*Extract*

______

Bring it to get the codes read, repost here and better thoughts to follow. Anything trans related will set a code, you need a good code reader that will read the allison tcm though, not just the ecm. Odds are its the neutral safety switch, but not worth guessing.


----------



## rcpd34 (Jan 16, 2004)

Sounds like PRNDL switch. Had that happen on my '04.


----------



## yamahartx (Dec 24, 2009)

I just recently changed all fluids, filters including transmission. It gets regular maintenance with synthetic since I have owned it at 20,000 miles.

After I posted this, I hard wired in an amber light and went to remove the cables from one of my batteries and realized it was finger tight. Along with the truck being in a heated garage for awhile and was able to melt down all the ice and snow from under it. I just recently plowed 10" of snow for 9 hrs without issues. Not sure if the loose wire would cause such an issue, or so much ice built up may have pulled on something, but if or when it happens again it will go straight to the shop for testing.

Getting a little crunching in the left front....it will be heading to the shop anyway soon.


----------



## 496 BB (Feb 11, 2010)

A losse battery cable WILL cause that. Ive had frayed ones do the same to my Allison. She can be moody somedays, be happy somedays, and I swear the other days she rode the short bus from the factory


----------



## JustinD (Jan 14, 2008)

Switching from drive to reverse too fast will do it too, they don't like to change direction unless its stopped completely


----------



## woodchuck2 (Dec 4, 2010)

As some of the others mentioned it is most likely the switch on the tranny, with you back dragging the snow it is probably piling up under the truck and you are getting water intrusion in the switch and you could be flexing the shift cable as mentioned too. These trucks were noted for these switches until 06. 2006 and newer has the switch inside the tranny.


----------



## yamahartx (Dec 24, 2009)

Thanks everyone, so far so good.

My plan is not to be so lazy and remove the plow in the shed every night and get the truck in the heated garage to melt down after plowing.

Thanks again! Brent


----------



## poolboy (Sep 30, 2009)

If it is the "neutral safety backup switch" on the tranny, buy an AC delco part. I have had too many issues with the other brand ones in friends trucks. Igot ine from napa and it came in an ac delco bag.


----------

______

Image point annotation entries:
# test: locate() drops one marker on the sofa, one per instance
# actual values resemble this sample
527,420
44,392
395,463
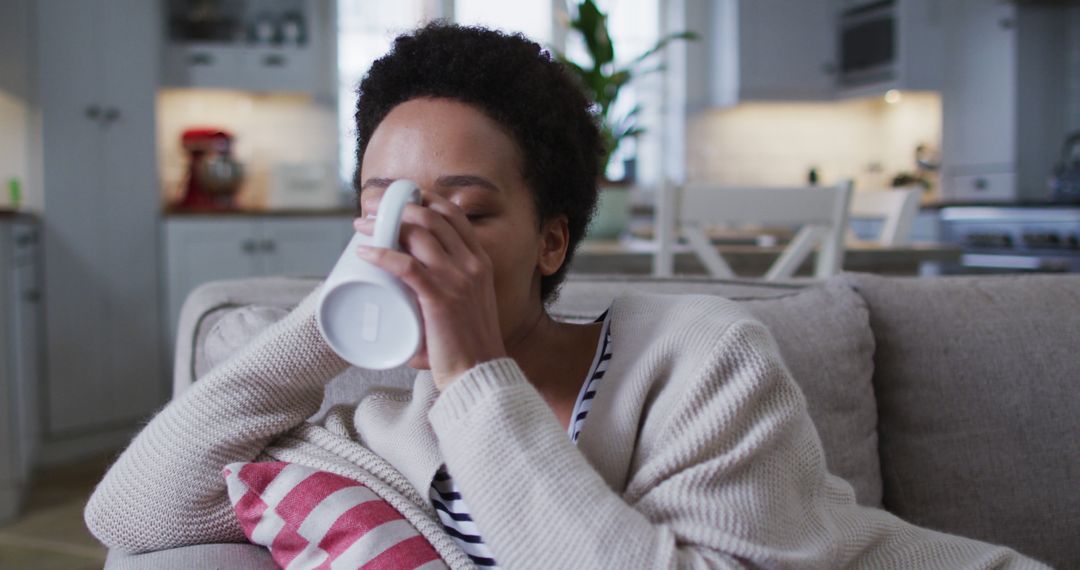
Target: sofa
950,402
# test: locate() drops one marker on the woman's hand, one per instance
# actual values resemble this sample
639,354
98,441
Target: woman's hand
444,263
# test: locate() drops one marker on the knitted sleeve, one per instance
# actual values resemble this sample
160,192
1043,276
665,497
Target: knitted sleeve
738,478
166,488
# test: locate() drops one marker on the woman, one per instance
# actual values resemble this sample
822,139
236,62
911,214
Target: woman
669,433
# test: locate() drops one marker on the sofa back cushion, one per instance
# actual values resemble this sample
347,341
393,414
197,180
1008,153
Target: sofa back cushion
977,382
823,334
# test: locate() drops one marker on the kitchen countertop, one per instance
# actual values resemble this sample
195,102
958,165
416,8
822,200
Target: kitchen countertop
259,213
635,257
1040,204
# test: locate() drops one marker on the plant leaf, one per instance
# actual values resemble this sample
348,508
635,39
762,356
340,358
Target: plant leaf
592,24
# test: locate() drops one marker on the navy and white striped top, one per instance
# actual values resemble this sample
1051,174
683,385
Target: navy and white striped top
446,498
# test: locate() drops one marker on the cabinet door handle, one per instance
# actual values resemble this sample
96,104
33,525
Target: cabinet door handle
110,116
200,58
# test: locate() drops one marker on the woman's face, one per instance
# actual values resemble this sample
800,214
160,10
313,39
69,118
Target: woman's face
455,150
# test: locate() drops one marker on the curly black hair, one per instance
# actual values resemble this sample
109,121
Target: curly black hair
516,83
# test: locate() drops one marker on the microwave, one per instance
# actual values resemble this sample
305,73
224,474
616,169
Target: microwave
867,42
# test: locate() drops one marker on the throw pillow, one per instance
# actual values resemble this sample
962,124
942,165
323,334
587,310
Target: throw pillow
311,518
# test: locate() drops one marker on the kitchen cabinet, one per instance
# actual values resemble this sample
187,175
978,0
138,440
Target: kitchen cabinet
774,50
19,358
202,248
96,79
1003,99
245,45
918,40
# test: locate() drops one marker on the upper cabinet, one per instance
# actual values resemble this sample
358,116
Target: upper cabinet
888,44
811,50
760,50
1003,99
250,44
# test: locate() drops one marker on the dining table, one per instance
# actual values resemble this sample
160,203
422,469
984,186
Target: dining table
748,258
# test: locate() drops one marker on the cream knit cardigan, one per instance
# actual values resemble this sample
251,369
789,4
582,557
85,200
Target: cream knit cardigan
698,452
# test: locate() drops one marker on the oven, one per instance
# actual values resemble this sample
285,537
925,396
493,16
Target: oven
1013,240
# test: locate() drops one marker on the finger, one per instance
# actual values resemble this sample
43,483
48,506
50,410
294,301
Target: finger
436,224
421,244
403,266
365,226
457,219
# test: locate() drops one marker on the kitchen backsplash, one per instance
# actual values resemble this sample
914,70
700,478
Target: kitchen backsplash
270,130
775,144
14,157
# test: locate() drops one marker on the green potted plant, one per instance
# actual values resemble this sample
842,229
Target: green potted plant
603,79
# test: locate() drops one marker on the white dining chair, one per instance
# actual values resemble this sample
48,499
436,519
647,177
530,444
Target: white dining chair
820,212
898,209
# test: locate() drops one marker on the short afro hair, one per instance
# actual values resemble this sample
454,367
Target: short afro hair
516,83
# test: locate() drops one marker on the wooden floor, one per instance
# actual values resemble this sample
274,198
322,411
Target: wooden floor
51,534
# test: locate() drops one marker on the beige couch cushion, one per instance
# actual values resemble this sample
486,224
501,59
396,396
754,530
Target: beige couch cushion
979,395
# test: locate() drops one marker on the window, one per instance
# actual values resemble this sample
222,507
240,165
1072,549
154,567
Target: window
366,28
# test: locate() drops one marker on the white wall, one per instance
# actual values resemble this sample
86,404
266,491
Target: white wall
775,144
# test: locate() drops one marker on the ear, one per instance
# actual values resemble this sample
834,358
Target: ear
554,239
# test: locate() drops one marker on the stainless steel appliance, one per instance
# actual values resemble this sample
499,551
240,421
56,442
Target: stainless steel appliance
1013,239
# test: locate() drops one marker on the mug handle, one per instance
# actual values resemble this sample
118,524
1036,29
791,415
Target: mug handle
389,221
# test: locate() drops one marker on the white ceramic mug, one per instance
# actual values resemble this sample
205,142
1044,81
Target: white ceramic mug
368,316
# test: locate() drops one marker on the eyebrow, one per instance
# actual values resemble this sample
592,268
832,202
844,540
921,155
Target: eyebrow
457,180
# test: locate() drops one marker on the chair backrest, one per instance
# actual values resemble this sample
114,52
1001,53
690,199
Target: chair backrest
822,212
898,208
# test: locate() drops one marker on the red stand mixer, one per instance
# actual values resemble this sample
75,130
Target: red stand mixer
214,177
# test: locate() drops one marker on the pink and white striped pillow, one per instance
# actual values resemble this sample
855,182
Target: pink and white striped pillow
311,518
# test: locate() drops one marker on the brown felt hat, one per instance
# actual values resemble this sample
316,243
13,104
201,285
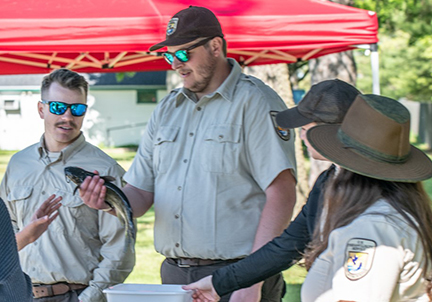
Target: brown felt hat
326,102
373,140
190,24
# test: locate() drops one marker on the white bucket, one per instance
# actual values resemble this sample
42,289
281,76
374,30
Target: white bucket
147,293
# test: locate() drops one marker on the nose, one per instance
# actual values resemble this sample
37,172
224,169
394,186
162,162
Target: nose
176,63
67,115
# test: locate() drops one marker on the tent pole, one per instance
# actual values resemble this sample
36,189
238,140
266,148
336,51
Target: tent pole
375,68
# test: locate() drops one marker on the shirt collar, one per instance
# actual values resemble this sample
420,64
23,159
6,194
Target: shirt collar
67,152
226,90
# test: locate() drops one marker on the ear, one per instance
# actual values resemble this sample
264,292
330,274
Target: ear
217,46
40,110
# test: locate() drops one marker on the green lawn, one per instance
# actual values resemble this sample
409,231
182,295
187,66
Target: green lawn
148,260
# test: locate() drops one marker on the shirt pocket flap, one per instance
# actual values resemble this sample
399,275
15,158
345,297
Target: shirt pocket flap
69,200
166,134
224,133
20,193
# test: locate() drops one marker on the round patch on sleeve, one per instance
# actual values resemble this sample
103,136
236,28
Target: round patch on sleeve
359,255
283,133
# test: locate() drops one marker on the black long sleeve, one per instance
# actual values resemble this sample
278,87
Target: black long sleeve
280,253
15,286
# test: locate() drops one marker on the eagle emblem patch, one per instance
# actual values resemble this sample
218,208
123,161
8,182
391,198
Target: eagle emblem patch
172,26
283,133
359,256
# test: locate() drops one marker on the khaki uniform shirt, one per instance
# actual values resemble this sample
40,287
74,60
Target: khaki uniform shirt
378,257
209,164
82,245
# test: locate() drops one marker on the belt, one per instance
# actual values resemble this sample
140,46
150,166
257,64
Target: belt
49,290
190,262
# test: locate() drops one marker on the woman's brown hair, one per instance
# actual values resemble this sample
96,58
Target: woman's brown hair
347,195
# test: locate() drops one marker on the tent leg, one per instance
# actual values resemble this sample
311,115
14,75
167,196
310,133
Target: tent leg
375,69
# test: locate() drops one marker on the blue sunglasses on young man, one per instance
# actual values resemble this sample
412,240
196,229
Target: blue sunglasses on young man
183,54
59,108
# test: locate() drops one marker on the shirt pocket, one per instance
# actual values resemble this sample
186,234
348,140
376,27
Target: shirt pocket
163,147
19,196
221,148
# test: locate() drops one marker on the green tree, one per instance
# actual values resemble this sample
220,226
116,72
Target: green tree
405,32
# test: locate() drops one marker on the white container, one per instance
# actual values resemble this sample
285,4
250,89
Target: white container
147,293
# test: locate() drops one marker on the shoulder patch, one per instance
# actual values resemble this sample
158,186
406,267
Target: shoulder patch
359,254
283,133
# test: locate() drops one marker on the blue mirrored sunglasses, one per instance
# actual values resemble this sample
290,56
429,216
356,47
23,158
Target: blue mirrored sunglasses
183,54
60,108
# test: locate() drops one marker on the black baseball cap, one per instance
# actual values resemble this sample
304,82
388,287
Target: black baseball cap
326,102
190,24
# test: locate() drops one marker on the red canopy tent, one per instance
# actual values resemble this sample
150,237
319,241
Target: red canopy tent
115,35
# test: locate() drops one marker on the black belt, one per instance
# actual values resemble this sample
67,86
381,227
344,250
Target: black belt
49,290
190,262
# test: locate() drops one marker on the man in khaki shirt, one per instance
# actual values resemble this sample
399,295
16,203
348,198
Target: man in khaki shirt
214,164
83,251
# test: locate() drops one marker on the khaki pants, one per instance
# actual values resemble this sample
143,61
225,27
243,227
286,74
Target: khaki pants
71,296
272,291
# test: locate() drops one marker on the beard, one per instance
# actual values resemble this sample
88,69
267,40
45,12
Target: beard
205,74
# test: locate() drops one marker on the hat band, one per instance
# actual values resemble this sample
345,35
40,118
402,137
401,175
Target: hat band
368,152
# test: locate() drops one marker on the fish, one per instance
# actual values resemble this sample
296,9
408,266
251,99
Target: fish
114,197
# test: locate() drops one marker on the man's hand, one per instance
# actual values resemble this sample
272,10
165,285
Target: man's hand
203,290
92,192
40,221
250,294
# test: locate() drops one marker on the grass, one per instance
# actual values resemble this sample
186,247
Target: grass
148,261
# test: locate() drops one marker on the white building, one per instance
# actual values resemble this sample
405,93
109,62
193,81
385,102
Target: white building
117,115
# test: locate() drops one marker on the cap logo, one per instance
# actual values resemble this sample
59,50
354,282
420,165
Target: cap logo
172,26
283,133
359,256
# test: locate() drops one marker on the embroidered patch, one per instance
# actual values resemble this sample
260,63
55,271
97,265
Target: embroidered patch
283,133
172,26
359,255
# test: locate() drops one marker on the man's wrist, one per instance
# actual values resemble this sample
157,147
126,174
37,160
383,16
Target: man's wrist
108,209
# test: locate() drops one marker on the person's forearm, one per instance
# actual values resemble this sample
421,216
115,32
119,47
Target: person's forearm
22,240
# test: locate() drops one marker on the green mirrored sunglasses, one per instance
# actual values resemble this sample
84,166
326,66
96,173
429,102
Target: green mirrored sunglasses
183,54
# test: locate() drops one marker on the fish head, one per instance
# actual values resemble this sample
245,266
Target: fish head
76,174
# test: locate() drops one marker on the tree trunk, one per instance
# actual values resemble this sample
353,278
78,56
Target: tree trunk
277,77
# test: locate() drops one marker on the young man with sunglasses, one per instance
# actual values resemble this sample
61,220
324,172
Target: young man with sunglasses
212,162
83,251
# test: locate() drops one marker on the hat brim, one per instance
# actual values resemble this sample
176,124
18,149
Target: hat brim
324,140
292,118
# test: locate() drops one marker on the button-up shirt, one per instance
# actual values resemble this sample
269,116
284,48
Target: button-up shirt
82,245
377,257
209,162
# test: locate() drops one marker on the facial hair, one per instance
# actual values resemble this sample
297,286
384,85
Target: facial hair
205,73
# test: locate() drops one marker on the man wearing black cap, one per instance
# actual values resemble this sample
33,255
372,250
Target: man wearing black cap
220,173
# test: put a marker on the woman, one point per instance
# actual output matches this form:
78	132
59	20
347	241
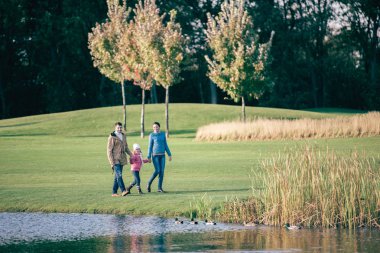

______

*Required task*
Quote the forum thread on the truck transmission problem word for word, from "Switching from drive" to "inside the tranny.".

*Worked answer*
Switching from drive to reverse too fast will do it too, they don't like to change direction unless its stopped completely


----------



## woodchuck2 (Dec 4, 2010)

As some of the others mentioned it is most likely the switch on the tranny, with you back dragging the snow it is probably piling up under the truck and you are getting water intrusion in the switch and you could be flexing the shift cable as mentioned too. These trucks were noted for these switches until 06. 2006 and newer has the switch inside the tranny.